## Provided passage
####
The present invention was made with U.S. Government support under grant Number DASG60-01-P-0052 awarded by the U.S. Army Space and Missile Defense and under Award Number 9660898 from the National Science Foundation. Accordingly, the U.S. Government may have certain rights in the invention described herein.
The present invention relates to multilayer ceramic components, including capacitors, and methods of manufacturing such components, more particularly, coextrusion processes for manufacturing composite ceramic components having multi-layered architectures.
The most common method for manufacturing multi-layer ceramic capacitors (MLCCs) involves tape-casting technologies. Unfortunately, tape-casting processes pose severe handling problems as the thickness of the tape decreases. Although there has been a strong desire for a more versatile process than tape casting for fabricating MLCCs, other possible fabrication methods, such has vapor deposition techniques and sol-gel techniques, have shortcomings that have impeded their commercial success. For instance, chemical and physical vapor deposition techniques are limited by their inherently slow deposition rates. In addition, sol-gel techniques are limited because sol-gel based components must undergo large shrinkages during drying and firing.
In electronic circuitry, the demand for greater board densities and improved volumetric efficiency in components is continuously escalating. In the case of MLCCs, smaller component parts and thinner dielectric layers are required for improving the performance of electronic devices. This trend has driven the thickness of MLCC chips down from 0.120 inches in the 1980s to 0.080 inches in the late 1990s. Presently, the industry is heading towards 0.060, 0.040, and even 0.020-inch thick MLCCs. These numbers translate into dielectric layer thicknesses of approximately 20 μm in the 1980s, layer thicknesses of 13-15 μm in the mid-1990s, and less than 7.5 μm layer thicknesses in the late 1990s. The technology push worldwide has now seen the fabrication of dielectric layers of less than 5 μm and thicknesses will continue to decrease. In turn trends in manufacturing will require new methods of MLCC fabrication with more automated production for large quantities of components.
Therefore, there remains a need for a versatile method for preparing these thin film ceramic components for the electronics industry.
It is an object of the present invention to provide methods of manufacturing electronic components having multi-layered structures, including components having layer thicknesses of 4 μm or less.
It is another object of the present invention to provide multi-layered components that include one or more dielectric material layers and one or more electrode material layers, the layers having controlled and uniform thicknesses.
It is yet another object of the present invention to provide cost-effective and efficient extrusion processes for forming multilayer components.
####
## Task instructions
• a. In the passage on multilayer ceramic capacitor manufacturing, what limits chemical and physical vapor deposition techniques?
• b. Carry on the passage on multilayer ceramic capacitor manufacturing from its last sentence.

## Records provided
####
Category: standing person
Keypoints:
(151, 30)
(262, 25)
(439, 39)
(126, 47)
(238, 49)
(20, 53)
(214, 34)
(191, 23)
####
## Answers to each task
• a. Their inherently slow deposition rates.

• b.
According to the present invention provides, a multilayer ceramic component includes alternately stacked dielectric layers and internal electrode layers. Methods of fabricating such components having multilayered architectures include combining a dielectric ceramic material with a first additive composition to form a first composite blend, combining an electrically conductive material with a second additive composition to form a second composite blend, forming a dielectric body, such as a sheet, from the first composite blend, forming an electrode body, such as a sheet, from the second composite blend, arranging a plurality of dielectric bodies and electrode bodies to form a feed rod having a patterned array of alternating dielectric and electrode layers, and extruding the feed rod to form a “green” component product having multi-layered architecture. The “green” component product then is cut into individual component pieces which are then finished. Finishing steps include a binder bake out step and a densification step to provide a fully consolidated and densified finished component product.
The finished components have improved durability and strength as compared to monolithic ceramic components. By varying the materials selected for the dielectric and electrode layers, desired mechanical strengths and electrical properties can be obtained.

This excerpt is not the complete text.